Material for the task -
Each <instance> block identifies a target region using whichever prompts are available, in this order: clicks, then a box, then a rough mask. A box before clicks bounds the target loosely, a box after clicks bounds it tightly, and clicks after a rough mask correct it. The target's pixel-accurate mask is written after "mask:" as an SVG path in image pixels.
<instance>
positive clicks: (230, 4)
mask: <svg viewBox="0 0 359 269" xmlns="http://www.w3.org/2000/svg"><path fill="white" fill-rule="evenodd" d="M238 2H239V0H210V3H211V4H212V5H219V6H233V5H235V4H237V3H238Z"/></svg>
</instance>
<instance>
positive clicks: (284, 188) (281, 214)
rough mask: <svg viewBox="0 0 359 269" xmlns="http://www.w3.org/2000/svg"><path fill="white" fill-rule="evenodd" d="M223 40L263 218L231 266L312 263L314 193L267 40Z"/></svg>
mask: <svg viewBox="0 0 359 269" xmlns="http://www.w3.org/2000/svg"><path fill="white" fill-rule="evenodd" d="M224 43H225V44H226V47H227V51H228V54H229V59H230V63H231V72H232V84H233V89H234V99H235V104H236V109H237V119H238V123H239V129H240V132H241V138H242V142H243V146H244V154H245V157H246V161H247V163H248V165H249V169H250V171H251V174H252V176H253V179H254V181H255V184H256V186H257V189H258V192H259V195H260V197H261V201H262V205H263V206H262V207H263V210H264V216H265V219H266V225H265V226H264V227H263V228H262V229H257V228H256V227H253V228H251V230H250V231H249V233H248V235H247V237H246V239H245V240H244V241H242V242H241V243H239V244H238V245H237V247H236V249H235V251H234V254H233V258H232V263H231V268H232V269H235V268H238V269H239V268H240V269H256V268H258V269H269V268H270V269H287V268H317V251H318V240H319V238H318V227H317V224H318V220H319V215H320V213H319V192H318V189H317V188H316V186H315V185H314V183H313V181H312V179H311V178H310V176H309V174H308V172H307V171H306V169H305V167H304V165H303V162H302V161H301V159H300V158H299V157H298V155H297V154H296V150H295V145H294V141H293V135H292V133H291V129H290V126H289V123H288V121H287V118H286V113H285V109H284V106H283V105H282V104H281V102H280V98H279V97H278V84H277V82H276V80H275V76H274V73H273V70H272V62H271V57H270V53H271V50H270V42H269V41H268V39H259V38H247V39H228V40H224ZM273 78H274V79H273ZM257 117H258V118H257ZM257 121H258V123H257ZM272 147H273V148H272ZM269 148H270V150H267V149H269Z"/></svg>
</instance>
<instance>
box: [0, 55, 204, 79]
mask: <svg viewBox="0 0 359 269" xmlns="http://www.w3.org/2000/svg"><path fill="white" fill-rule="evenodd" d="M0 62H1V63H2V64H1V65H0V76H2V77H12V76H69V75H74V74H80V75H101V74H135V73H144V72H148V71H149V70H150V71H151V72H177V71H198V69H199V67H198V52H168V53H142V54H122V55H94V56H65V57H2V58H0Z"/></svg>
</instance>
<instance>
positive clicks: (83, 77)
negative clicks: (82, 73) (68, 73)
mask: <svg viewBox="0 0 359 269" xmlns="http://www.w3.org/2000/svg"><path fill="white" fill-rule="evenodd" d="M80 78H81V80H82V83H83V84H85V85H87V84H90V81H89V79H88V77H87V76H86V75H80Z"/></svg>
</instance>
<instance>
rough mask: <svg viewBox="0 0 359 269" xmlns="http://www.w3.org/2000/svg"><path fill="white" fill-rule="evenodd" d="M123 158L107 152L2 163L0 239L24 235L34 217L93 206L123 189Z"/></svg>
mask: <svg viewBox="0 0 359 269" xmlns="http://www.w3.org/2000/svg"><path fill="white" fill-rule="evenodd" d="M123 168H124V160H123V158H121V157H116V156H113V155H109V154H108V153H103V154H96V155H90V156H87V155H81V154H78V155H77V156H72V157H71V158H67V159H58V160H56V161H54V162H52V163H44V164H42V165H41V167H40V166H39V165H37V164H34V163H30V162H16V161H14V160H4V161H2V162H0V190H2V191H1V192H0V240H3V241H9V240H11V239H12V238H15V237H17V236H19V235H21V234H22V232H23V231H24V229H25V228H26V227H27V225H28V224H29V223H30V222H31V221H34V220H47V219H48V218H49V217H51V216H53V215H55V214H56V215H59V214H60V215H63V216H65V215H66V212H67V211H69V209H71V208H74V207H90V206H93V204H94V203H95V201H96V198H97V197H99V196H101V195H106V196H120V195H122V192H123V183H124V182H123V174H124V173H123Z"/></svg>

To-do item - Put every line of the entries above into a numbered list, leaving out any blank lines.

Reply -
1. Each <instance> block identifies a target region using whichever prompts are available, in this order: clicks, then a box, then a rough mask. A box before clicks bounds the target loosely, a box after clicks bounds it tightly, and clicks after a rough mask correct it. The target's pixel-accurate mask is written after "mask:" as an SVG path in image pixels.
2. <instance>
3. positive clicks: (230, 4)
4. mask: <svg viewBox="0 0 359 269" xmlns="http://www.w3.org/2000/svg"><path fill="white" fill-rule="evenodd" d="M238 2H239V0H210V3H211V4H212V5H219V6H233V5H235V4H237V3H238Z"/></svg>
5. </instance>
6. <instance>
7. positive clicks: (284, 188) (281, 214)
8. rough mask: <svg viewBox="0 0 359 269" xmlns="http://www.w3.org/2000/svg"><path fill="white" fill-rule="evenodd" d="M223 40L263 218L231 266L312 263L314 193L267 40Z"/></svg>
9. mask: <svg viewBox="0 0 359 269" xmlns="http://www.w3.org/2000/svg"><path fill="white" fill-rule="evenodd" d="M224 43H225V44H226V47H227V51H228V54H229V59H230V63H231V72H232V84H233V89H234V99H235V104H236V109H237V119H238V123H239V129H240V132H241V138H242V142H243V146H244V154H245V157H246V161H247V163H248V165H249V169H250V171H251V174H252V176H253V179H254V181H255V184H256V186H257V189H258V192H259V195H260V197H261V201H262V205H263V206H262V207H263V210H264V216H265V219H266V225H265V226H264V227H263V228H262V229H257V228H256V227H253V228H251V230H250V231H249V233H248V235H247V237H246V239H245V240H244V241H242V242H241V243H239V244H238V245H237V247H236V249H235V251H234V254H233V258H232V263H231V268H232V269H235V268H238V269H239V268H240V269H256V268H258V269H269V268H270V269H287V268H317V251H318V240H319V238H318V227H317V224H318V220H319V215H320V213H319V192H318V189H317V188H316V186H315V185H314V183H313V181H312V179H311V178H310V176H309V174H308V172H307V171H306V169H305V167H304V165H303V162H302V161H301V159H300V158H299V157H298V155H297V154H296V150H295V145H294V141H293V135H292V133H291V129H290V126H289V123H288V121H287V118H286V113H285V109H284V106H283V105H282V104H281V102H280V98H279V97H278V84H277V82H276V80H275V76H274V73H273V70H272V62H271V57H270V53H271V50H270V42H269V41H268V39H259V38H247V39H228V40H224ZM273 78H274V79H273ZM257 117H258V118H257ZM257 121H258V123H257ZM272 147H273V148H272ZM269 148H270V150H267V149H269Z"/></svg>
10. </instance>
11. <instance>
12. box: [0, 55, 204, 79]
13. mask: <svg viewBox="0 0 359 269" xmlns="http://www.w3.org/2000/svg"><path fill="white" fill-rule="evenodd" d="M0 62H1V63H2V64H1V65H0V76H2V77H12V76H69V75H74V74H80V75H101V74H135V73H144V72H148V71H149V70H150V71H151V72H177V71H198V69H199V67H198V52H168V53H142V54H122V55H94V56H65V57H2V58H0Z"/></svg>
14. </instance>
15. <instance>
16. positive clicks: (83, 77)
17. negative clicks: (82, 73) (68, 73)
18. mask: <svg viewBox="0 0 359 269" xmlns="http://www.w3.org/2000/svg"><path fill="white" fill-rule="evenodd" d="M80 78H81V80H82V83H83V84H85V85H87V84H90V81H89V79H88V77H87V76H86V75H80Z"/></svg>
19. </instance>
20. <instance>
21. rough mask: <svg viewBox="0 0 359 269" xmlns="http://www.w3.org/2000/svg"><path fill="white" fill-rule="evenodd" d="M123 158L107 152L2 163L0 239L24 235L34 217L93 206L123 189Z"/></svg>
22. mask: <svg viewBox="0 0 359 269" xmlns="http://www.w3.org/2000/svg"><path fill="white" fill-rule="evenodd" d="M123 168H124V160H123V158H121V157H116V156H113V155H109V154H108V153H103V154H96V155H90V156H87V155H81V154H78V155H77V156H72V157H71V158H67V159H58V160H56V161H54V162H52V163H44V164H42V165H41V167H40V166H39V165H37V164H34V163H30V162H16V161H14V160H4V161H2V162H0V190H2V191H1V192H0V240H3V241H9V240H11V239H12V238H15V237H17V236H19V235H21V234H22V232H23V231H24V229H25V228H26V227H27V225H28V224H29V223H30V222H31V221H34V220H47V219H48V218H49V217H51V216H53V215H55V214H56V215H59V214H60V215H63V216H65V215H66V212H67V211H69V209H71V208H74V207H90V206H93V204H94V203H95V201H96V198H97V197H99V196H101V195H106V196H120V195H122V192H123V183H124V182H123V174H124V173H123Z"/></svg>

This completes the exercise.